TEXT SEGMENT:
Studio album by Commander Cody and His Lost Planet Airmen
- Released: 1975
- Length: 35:52
- Label: Warner Bros. Records
- Producer: Hoyt Axton

Commander Cody and His Lost Planet Airmen chronology
| Commander Cody and His Lost Planet Airmen (1975) | Tales from the Ozone (1975) | We've Got a Live One Here! (1976) |

= Tales from the Ozone =

Tales from the Ozone is an album by American band Commander Cody and His Lost Planet Airmen. Their sixth album, it was produced by the musician Hoyt Axton, and recorded at the Record Plant in Sausalito, California. The last studio album to feature most of the band's original lineup, it was released in 1975. It reached #168 on the Billboard 200.

== Critical reception ==

On AllMusic, Thom Jurek said, "Like their eponymously titled set earlier in 1975, Tales from the Ozone featured a plethora of great songs... Critics have been critical of the production on this set in the past, but Axton knew exactly what he was doing in the studio. The "flat" sound is the dynamic the band had live, with everything up in the mix."

On Country Standard Time, Eli Messinger wrote, "Commander Cody and His Lost Planet Airmen's Tales from the Ozone draws almost entirely from a list of covers... As a mature band, recording for the then-reigning industry conglomerate, this is more polished than the earlier albums and just as inventive and enjoyable."

When the album was released, Cash Box magazine wrote, "Commander Cody's music, in its own slightly erratic way, represents the true spirit of America. Through the lines of Tales from the Ozone run images of truck stops and bars in one horse towns."

Data entries:
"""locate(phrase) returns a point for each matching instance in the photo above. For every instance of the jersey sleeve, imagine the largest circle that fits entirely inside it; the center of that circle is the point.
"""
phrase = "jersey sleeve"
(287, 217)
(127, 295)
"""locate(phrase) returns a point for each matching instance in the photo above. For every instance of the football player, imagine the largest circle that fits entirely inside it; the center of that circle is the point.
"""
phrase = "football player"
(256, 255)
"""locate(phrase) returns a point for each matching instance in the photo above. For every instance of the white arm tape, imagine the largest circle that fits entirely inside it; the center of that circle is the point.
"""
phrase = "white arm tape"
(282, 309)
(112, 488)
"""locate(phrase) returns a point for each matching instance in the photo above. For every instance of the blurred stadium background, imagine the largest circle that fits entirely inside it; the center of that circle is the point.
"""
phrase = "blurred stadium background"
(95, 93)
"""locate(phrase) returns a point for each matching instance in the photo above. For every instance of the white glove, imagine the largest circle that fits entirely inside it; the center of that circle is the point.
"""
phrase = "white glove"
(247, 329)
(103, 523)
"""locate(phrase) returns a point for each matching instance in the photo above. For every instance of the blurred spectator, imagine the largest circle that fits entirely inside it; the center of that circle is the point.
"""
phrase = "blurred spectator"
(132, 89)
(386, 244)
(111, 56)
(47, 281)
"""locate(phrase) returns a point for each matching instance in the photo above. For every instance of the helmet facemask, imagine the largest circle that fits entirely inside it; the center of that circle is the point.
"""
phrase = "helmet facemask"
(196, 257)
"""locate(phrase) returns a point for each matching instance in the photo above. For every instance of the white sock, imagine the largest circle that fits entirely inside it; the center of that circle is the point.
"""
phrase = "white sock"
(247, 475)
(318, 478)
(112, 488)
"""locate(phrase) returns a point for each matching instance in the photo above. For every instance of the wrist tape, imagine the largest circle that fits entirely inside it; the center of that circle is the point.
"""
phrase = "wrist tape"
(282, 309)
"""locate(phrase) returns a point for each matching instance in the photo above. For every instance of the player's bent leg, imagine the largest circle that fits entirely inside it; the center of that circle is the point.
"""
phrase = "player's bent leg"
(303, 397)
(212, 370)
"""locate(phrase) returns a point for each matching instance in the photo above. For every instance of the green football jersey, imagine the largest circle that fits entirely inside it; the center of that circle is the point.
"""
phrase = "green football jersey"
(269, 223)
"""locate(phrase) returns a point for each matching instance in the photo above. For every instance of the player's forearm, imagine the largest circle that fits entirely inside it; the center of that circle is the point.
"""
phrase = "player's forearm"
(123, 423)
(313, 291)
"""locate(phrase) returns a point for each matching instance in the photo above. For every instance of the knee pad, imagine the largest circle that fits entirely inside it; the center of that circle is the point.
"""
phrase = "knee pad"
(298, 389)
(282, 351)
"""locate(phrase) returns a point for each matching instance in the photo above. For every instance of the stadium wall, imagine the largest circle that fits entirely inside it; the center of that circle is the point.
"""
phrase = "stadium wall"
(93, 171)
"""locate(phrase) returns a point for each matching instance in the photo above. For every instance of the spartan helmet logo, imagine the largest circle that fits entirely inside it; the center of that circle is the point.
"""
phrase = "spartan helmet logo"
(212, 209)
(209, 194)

TASK DESCRIPTION: Reproduce the entire text on the album Tales from the Ozone word for word. The lines above were drawn from a separate source.

TASK SOLUTION:
Studio album by Commander Cody and His Lost Planet Airmen
- Released: 1975
- Length: 35:52
- Label: Warner Bros. Records
- Producer: Hoyt Axton

Commander Cody and His Lost Planet Airmen chronology
| Commander Cody and His Lost Planet Airmen (1975) | Tales from the Ozone (1975) | We've Got a Live One Here! (1976) |

= Tales from the Ozone =

Tales from the Ozone is an album by American band Commander Cody and His Lost Planet Airmen. Their sixth album, it was produced by the musician Hoyt Axton, and recorded at the Record Plant in Sausalito, California. The last studio album to feature most of the band's original lineup, it was released in 1975. It reached #168 on the Billboard 200.

== Critical reception ==

On AllMusic, Thom Jurek said, "Like their eponymously titled set earlier in 1975, Tales from the Ozone featured a plethora of great songs... Critics have been critical of the production on this set in the past, but Axton knew exactly what he was doing in the studio. The "flat" sound is the dynamic the band had live, with everything up in the mix."

On Country Standard Time, Eli Messinger wrote, "Commander Cody and His Lost Planet Airmen's Tales from the Ozone draws almost entirely from a list of covers... As a mature band, recording for the then-reigning industry conglomerate, this is more polished than the earlier albums and just as inventive and enjoyable."

When the album was released, Cash Box magazine wrote, "Commander Cody's music, in its own slightly erratic way, represents the true spirit of America. Through the lines of Tales from the Ozone run images of truck stops and bars in one horse towns."